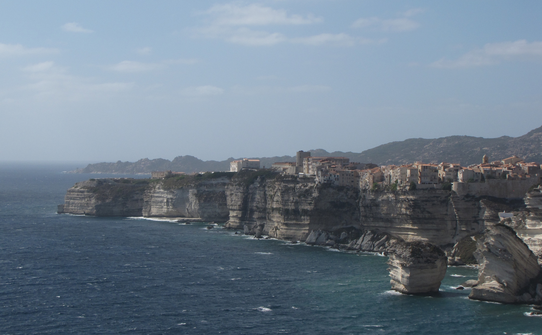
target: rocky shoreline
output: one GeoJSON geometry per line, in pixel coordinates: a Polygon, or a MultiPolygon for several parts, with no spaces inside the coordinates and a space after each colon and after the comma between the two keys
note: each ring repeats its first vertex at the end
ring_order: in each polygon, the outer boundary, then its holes
{"type": "Polygon", "coordinates": [[[58,211],[224,222],[226,229],[256,237],[389,254],[391,285],[408,294],[437,291],[448,264],[478,263],[472,299],[539,303],[542,235],[530,231],[542,229],[541,195],[540,188],[514,201],[442,190],[360,192],[262,169],[165,179],[91,179],[69,189],[58,211]],[[498,212],[505,210],[514,215],[501,222],[498,212]],[[507,231],[513,236],[504,237],[507,231]],[[503,242],[495,242],[496,236],[503,242]],[[515,263],[504,261],[507,257],[515,263]],[[515,274],[506,275],[511,271],[515,274]]]}

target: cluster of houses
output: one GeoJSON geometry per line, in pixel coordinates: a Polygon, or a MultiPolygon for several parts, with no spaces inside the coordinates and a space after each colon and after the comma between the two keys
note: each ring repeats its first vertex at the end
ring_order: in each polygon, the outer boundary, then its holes
{"type": "MultiPolygon", "coordinates": [[[[234,160],[230,163],[230,171],[257,170],[260,168],[260,164],[259,159],[234,160]]],[[[534,181],[542,176],[542,165],[539,163],[526,163],[516,156],[490,163],[487,156],[484,155],[481,164],[468,166],[462,166],[459,163],[436,164],[420,162],[378,166],[370,163],[351,162],[347,157],[312,156],[310,152],[301,151],[297,152],[295,162],[275,163],[271,169],[285,175],[314,178],[318,184],[360,190],[370,189],[375,185],[393,184],[401,189],[412,187],[412,184],[416,188],[441,188],[447,183],[480,183],[487,179],[534,181]]],[[[171,171],[153,171],[152,178],[184,174],[171,171]]]]}
{"type": "Polygon", "coordinates": [[[482,163],[462,166],[459,163],[438,164],[417,162],[402,165],[382,165],[350,162],[346,157],[313,157],[298,152],[295,162],[279,162],[272,168],[288,175],[313,177],[317,184],[346,186],[362,190],[376,184],[396,184],[401,188],[415,184],[418,188],[440,188],[445,183],[476,183],[488,179],[525,180],[538,178],[542,172],[539,163],[525,163],[514,156],[489,162],[484,155],[482,163]]]}

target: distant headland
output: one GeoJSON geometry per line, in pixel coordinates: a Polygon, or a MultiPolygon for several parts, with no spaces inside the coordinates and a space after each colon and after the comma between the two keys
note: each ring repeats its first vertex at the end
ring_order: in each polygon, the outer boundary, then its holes
{"type": "MultiPolygon", "coordinates": [[[[518,137],[502,136],[483,138],[473,136],[447,136],[434,139],[410,138],[390,142],[360,153],[328,152],[323,149],[308,150],[313,156],[344,157],[351,162],[374,163],[377,165],[400,165],[414,162],[438,164],[454,162],[463,166],[479,162],[480,157],[504,158],[517,155],[525,162],[542,162],[542,127],[518,137]]],[[[237,159],[237,160],[241,158],[237,159]]],[[[259,159],[261,166],[270,167],[275,162],[295,162],[296,157],[285,155],[273,157],[250,157],[259,159]]],[[[153,171],[172,170],[186,173],[230,170],[230,157],[222,161],[204,161],[191,156],[180,156],[172,160],[143,158],[137,162],[99,163],[88,164],[73,171],[82,173],[149,174],[153,171]]]]}

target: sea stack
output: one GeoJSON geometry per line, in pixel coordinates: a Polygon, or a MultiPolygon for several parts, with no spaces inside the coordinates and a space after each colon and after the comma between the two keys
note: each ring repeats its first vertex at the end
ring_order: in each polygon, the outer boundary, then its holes
{"type": "Polygon", "coordinates": [[[533,302],[540,297],[537,257],[511,228],[497,225],[476,241],[478,284],[469,298],[496,302],[533,302]],[[532,286],[532,287],[530,287],[532,286]]]}
{"type": "Polygon", "coordinates": [[[400,242],[388,251],[391,289],[406,294],[438,291],[448,266],[440,248],[425,242],[400,242]]]}

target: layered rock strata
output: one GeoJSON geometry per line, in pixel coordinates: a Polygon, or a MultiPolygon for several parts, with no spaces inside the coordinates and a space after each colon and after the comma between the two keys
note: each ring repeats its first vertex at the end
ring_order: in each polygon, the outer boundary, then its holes
{"type": "Polygon", "coordinates": [[[479,199],[442,190],[360,192],[304,178],[236,175],[226,186],[227,228],[305,241],[312,231],[347,227],[386,232],[399,240],[452,245],[484,229],[479,199]]]}
{"type": "Polygon", "coordinates": [[[222,177],[179,188],[156,183],[144,194],[143,216],[225,222],[230,214],[224,192],[229,182],[229,178],[222,177]]]}
{"type": "Polygon", "coordinates": [[[535,281],[540,267],[513,229],[501,225],[488,229],[477,241],[474,256],[480,265],[478,282],[469,298],[506,303],[537,299],[535,281]]]}
{"type": "Polygon", "coordinates": [[[76,183],[68,190],[59,213],[96,216],[141,216],[146,184],[103,178],[76,183]]]}
{"type": "Polygon", "coordinates": [[[388,248],[391,289],[406,294],[438,291],[448,265],[444,252],[430,243],[395,243],[388,248]]]}
{"type": "MultiPolygon", "coordinates": [[[[200,178],[203,179],[203,178],[200,178]]],[[[227,177],[183,181],[93,179],[68,190],[59,213],[97,216],[199,218],[224,222],[229,216],[227,177]]]]}

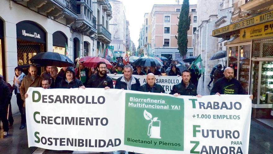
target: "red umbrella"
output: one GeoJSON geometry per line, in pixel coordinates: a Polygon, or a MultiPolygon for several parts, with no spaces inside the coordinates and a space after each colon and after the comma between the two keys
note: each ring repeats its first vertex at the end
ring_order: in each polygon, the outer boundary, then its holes
{"type": "Polygon", "coordinates": [[[88,59],[90,59],[90,58],[93,58],[94,57],[95,57],[95,56],[91,57],[91,56],[87,56],[86,57],[82,57],[79,60],[79,62],[84,62],[84,61],[86,61],[88,59]]]}
{"type": "Polygon", "coordinates": [[[101,57],[92,57],[83,63],[83,65],[90,68],[96,68],[97,67],[97,64],[99,62],[104,62],[106,63],[106,67],[108,68],[112,68],[113,65],[109,62],[109,61],[101,57]]]}
{"type": "Polygon", "coordinates": [[[161,60],[161,59],[160,59],[160,58],[159,58],[158,57],[155,57],[154,58],[156,58],[156,59],[158,59],[158,60],[159,60],[159,61],[160,61],[160,62],[163,62],[162,61],[162,60],[161,60]]]}

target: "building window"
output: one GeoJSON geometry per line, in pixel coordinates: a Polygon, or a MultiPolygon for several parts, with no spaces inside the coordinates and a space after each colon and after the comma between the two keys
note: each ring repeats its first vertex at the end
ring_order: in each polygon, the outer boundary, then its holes
{"type": "Polygon", "coordinates": [[[197,16],[193,16],[193,22],[196,22],[197,21],[197,16]]]}
{"type": "Polygon", "coordinates": [[[165,16],[164,20],[165,22],[170,22],[170,16],[165,16]]]}
{"type": "Polygon", "coordinates": [[[164,27],[164,33],[170,33],[170,27],[164,27]]]}
{"type": "Polygon", "coordinates": [[[193,33],[194,33],[194,32],[196,30],[196,27],[193,27],[193,33]]]}
{"type": "Polygon", "coordinates": [[[81,5],[77,5],[77,14],[81,14],[81,5]]]}
{"type": "Polygon", "coordinates": [[[164,39],[164,47],[170,46],[170,39],[164,39]]]}

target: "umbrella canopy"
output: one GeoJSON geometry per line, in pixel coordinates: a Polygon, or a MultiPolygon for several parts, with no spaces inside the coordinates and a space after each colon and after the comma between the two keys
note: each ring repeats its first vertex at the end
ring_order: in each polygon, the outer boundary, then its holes
{"type": "MultiPolygon", "coordinates": [[[[179,70],[180,71],[180,72],[181,72],[182,71],[185,70],[185,69],[187,69],[187,68],[186,67],[181,65],[180,64],[177,64],[176,65],[176,67],[179,68],[179,70]]],[[[169,74],[169,72],[170,72],[170,71],[171,70],[171,67],[169,67],[166,70],[166,75],[168,75],[169,74]]]]}
{"type": "Polygon", "coordinates": [[[134,61],[135,61],[139,59],[139,57],[136,57],[136,56],[131,56],[129,57],[129,60],[133,60],[134,61]]]}
{"type": "Polygon", "coordinates": [[[92,58],[95,57],[94,56],[91,57],[91,56],[87,56],[86,57],[82,57],[80,59],[79,59],[78,61],[80,62],[84,62],[84,61],[86,61],[88,60],[90,58],[92,58]]]}
{"type": "Polygon", "coordinates": [[[31,63],[43,66],[57,67],[74,66],[74,63],[69,58],[56,52],[39,53],[30,59],[31,63]]]}
{"type": "Polygon", "coordinates": [[[161,62],[161,63],[162,63],[162,62],[163,62],[162,61],[162,60],[161,59],[160,59],[160,58],[158,58],[158,57],[155,57],[154,58],[156,58],[156,59],[157,59],[158,60],[159,60],[159,61],[160,62],[161,62]]]}
{"type": "Polygon", "coordinates": [[[195,60],[197,58],[196,56],[190,56],[183,60],[183,61],[186,63],[191,63],[195,60]]]}
{"type": "Polygon", "coordinates": [[[218,59],[220,58],[226,57],[226,51],[219,51],[214,53],[213,55],[209,58],[210,60],[218,59]]]}
{"type": "Polygon", "coordinates": [[[106,63],[106,67],[107,68],[113,67],[113,66],[109,61],[101,57],[94,57],[90,58],[83,63],[83,65],[90,68],[96,68],[97,67],[97,64],[100,62],[104,62],[106,63]]]}
{"type": "Polygon", "coordinates": [[[157,59],[151,57],[143,57],[136,60],[134,64],[141,66],[163,66],[163,64],[157,59]]]}
{"type": "Polygon", "coordinates": [[[168,58],[165,57],[161,56],[159,57],[159,58],[160,58],[160,59],[162,61],[164,61],[164,60],[168,60],[168,58]]]}

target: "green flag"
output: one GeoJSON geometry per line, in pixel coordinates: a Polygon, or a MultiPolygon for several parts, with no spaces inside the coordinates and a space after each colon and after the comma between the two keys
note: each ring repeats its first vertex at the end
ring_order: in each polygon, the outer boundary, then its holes
{"type": "Polygon", "coordinates": [[[194,61],[193,62],[193,64],[195,66],[196,68],[199,71],[199,74],[205,72],[205,68],[203,66],[203,64],[202,63],[201,54],[199,54],[198,57],[195,59],[194,61]]]}

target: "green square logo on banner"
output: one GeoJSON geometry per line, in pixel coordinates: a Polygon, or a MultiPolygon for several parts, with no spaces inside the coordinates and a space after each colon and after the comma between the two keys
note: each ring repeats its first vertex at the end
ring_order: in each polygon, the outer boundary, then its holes
{"type": "Polygon", "coordinates": [[[184,133],[183,99],[126,93],[124,144],[183,151],[184,133]]]}

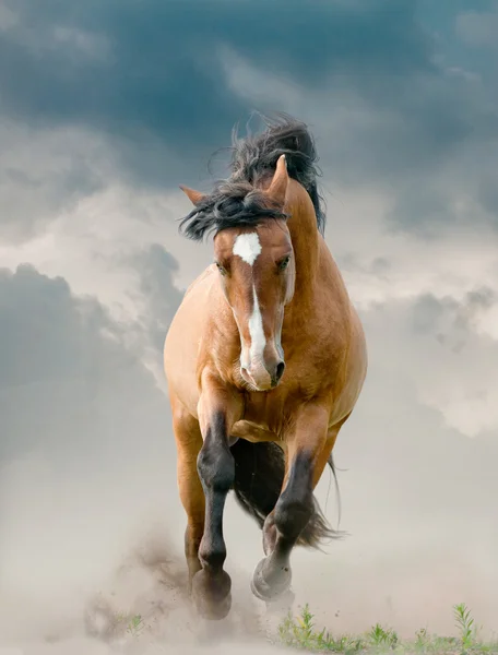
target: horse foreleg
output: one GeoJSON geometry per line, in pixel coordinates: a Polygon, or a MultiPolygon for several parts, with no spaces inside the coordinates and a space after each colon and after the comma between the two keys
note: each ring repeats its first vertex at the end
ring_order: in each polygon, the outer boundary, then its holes
{"type": "Polygon", "coordinates": [[[204,533],[204,491],[197,469],[202,448],[199,421],[183,410],[178,403],[174,407],[173,427],[177,444],[177,480],[181,504],[187,514],[185,531],[185,556],[189,569],[189,593],[192,577],[201,570],[199,546],[204,533]]]}
{"type": "Polygon", "coordinates": [[[232,606],[232,580],[223,569],[226,546],[223,513],[235,479],[235,462],[229,449],[229,430],[241,407],[221,386],[203,380],[199,418],[203,445],[198,472],[205,497],[204,534],[199,548],[202,570],[192,580],[192,594],[199,612],[206,619],[225,618],[232,606]]]}
{"type": "Polygon", "coordinates": [[[313,490],[339,431],[329,430],[328,421],[329,413],[323,406],[307,405],[286,437],[283,491],[264,524],[266,557],[257,565],[251,583],[253,594],[262,600],[272,602],[290,587],[290,553],[313,514],[313,490]]]}

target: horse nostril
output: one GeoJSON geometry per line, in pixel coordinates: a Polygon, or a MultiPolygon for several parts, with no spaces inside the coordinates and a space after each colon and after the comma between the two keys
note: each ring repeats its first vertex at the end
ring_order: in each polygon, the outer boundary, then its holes
{"type": "Polygon", "coordinates": [[[284,374],[285,371],[285,364],[283,361],[280,361],[276,365],[276,369],[275,369],[275,374],[273,377],[273,386],[275,386],[276,384],[278,384],[278,382],[281,381],[282,376],[284,374]]]}

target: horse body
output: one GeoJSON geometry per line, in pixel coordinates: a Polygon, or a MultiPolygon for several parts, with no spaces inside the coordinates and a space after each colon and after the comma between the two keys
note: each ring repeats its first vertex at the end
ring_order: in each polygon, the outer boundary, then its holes
{"type": "MultiPolygon", "coordinates": [[[[307,144],[300,123],[284,128],[307,144]]],[[[274,150],[273,169],[241,199],[244,209],[248,194],[259,194],[259,219],[223,224],[217,214],[216,263],[187,290],[165,342],[189,579],[199,610],[215,619],[230,606],[227,492],[234,488],[262,527],[266,557],[253,574],[254,595],[282,595],[294,546],[332,534],[312,492],[367,371],[361,323],[318,229],[313,193],[274,150]]],[[[205,204],[185,190],[195,206],[205,204]]]]}

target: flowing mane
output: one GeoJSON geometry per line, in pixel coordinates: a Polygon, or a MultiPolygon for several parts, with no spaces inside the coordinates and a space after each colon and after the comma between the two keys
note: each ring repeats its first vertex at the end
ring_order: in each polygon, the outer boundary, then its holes
{"type": "Polygon", "coordinates": [[[262,117],[266,129],[256,136],[232,138],[232,175],[217,181],[213,191],[181,219],[180,230],[189,239],[200,241],[209,233],[237,226],[257,225],[269,218],[286,218],[280,209],[269,205],[259,187],[273,175],[276,162],[285,155],[288,176],[308,192],[321,235],[325,228],[324,202],[318,192],[313,139],[304,122],[280,114],[262,117]]]}

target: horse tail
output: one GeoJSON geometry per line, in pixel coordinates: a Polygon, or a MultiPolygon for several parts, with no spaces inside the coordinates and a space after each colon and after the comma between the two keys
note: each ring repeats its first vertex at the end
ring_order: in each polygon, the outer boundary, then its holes
{"type": "MultiPolygon", "coordinates": [[[[282,491],[284,452],[271,441],[252,443],[245,439],[234,443],[230,451],[235,460],[234,492],[237,502],[262,528],[282,491]]],[[[328,464],[335,477],[332,455],[328,464]]],[[[329,525],[313,496],[313,513],[299,535],[297,545],[318,549],[322,541],[337,536],[339,533],[329,525]]]]}

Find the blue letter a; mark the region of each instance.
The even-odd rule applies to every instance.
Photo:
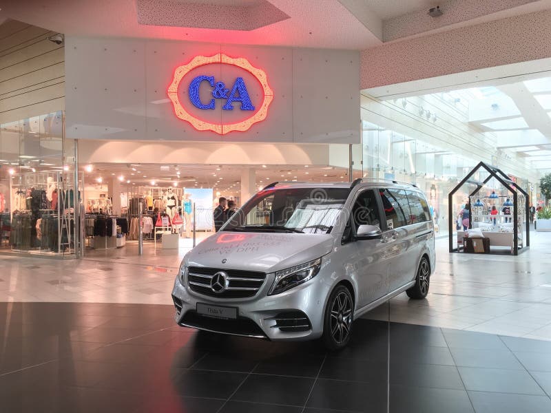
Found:
[[[236,92],[238,94],[238,96],[236,96]],[[231,105],[233,102],[241,102],[241,110],[254,110],[254,106],[251,103],[251,98],[249,97],[249,92],[247,91],[243,78],[237,78],[236,79],[233,87],[231,88],[231,92],[229,92],[227,102],[222,107],[222,109],[224,110],[233,110],[233,106]]]

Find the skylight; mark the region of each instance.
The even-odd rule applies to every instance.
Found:
[[[551,110],[551,94],[536,95],[534,96],[539,102],[541,107],[545,110]]]
[[[504,120],[486,122],[486,123],[482,123],[482,125],[494,130],[526,129],[528,127],[528,124],[526,123],[524,118],[513,118],[512,119],[505,119]]]
[[[551,77],[526,81],[524,85],[532,93],[551,92]]]

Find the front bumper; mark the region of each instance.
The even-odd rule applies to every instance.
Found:
[[[317,339],[323,332],[325,297],[330,288],[320,275],[281,294],[267,295],[273,282],[273,275],[271,275],[254,297],[227,299],[190,291],[177,277],[172,290],[176,308],[174,319],[183,326],[273,341]],[[238,319],[198,315],[197,303],[236,307]]]

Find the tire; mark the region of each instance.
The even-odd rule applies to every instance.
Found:
[[[430,284],[430,264],[426,257],[421,259],[415,276],[415,285],[406,290],[408,297],[414,299],[422,299],[428,294],[428,288]]]
[[[344,286],[337,286],[329,296],[324,315],[322,339],[328,350],[340,350],[348,344],[353,321],[352,295]]]

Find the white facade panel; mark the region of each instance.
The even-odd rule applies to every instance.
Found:
[[[65,41],[67,138],[360,142],[358,52],[69,36]],[[176,67],[187,64],[196,56],[211,56],[220,52],[231,58],[245,58],[263,70],[273,93],[266,119],[245,131],[220,135],[198,131],[176,116],[169,99],[167,88]],[[189,76],[212,76],[215,82],[224,81],[227,83],[225,87],[231,89],[234,80],[243,76],[258,109],[264,97],[260,83],[248,72],[242,73],[242,70],[230,65],[207,65],[190,72],[182,85],[186,79],[189,84],[192,78]],[[203,120],[203,116],[209,116],[209,122],[220,123],[222,119],[233,119],[232,116],[237,119],[247,114],[240,110],[240,103],[235,103],[232,112],[223,111],[225,100],[220,98],[216,99],[211,112],[201,112],[191,105],[187,84],[178,89],[178,97],[183,105],[198,114],[198,118]],[[212,96],[208,94],[212,92],[208,82],[202,84],[200,90],[201,101],[209,102]]]

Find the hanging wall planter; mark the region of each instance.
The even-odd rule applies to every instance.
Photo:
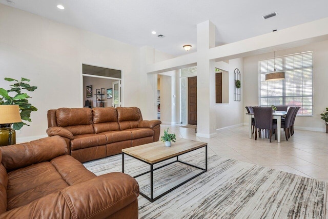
------------------------------------------------------------------------
- Aim
Collect every line of the listing that contains the string "mark", matching case exactly.

- Written reply
Find the blue letter a; mark the region of each instance.
Find the skylight; mark the region of each instance.
Find the front bumper; mark the region of each instance.
Find the tire; mark the region of each instance.
Find the white facade panel; mark the region of each instance.
Find the hanging wall planter; mark the region of each instance.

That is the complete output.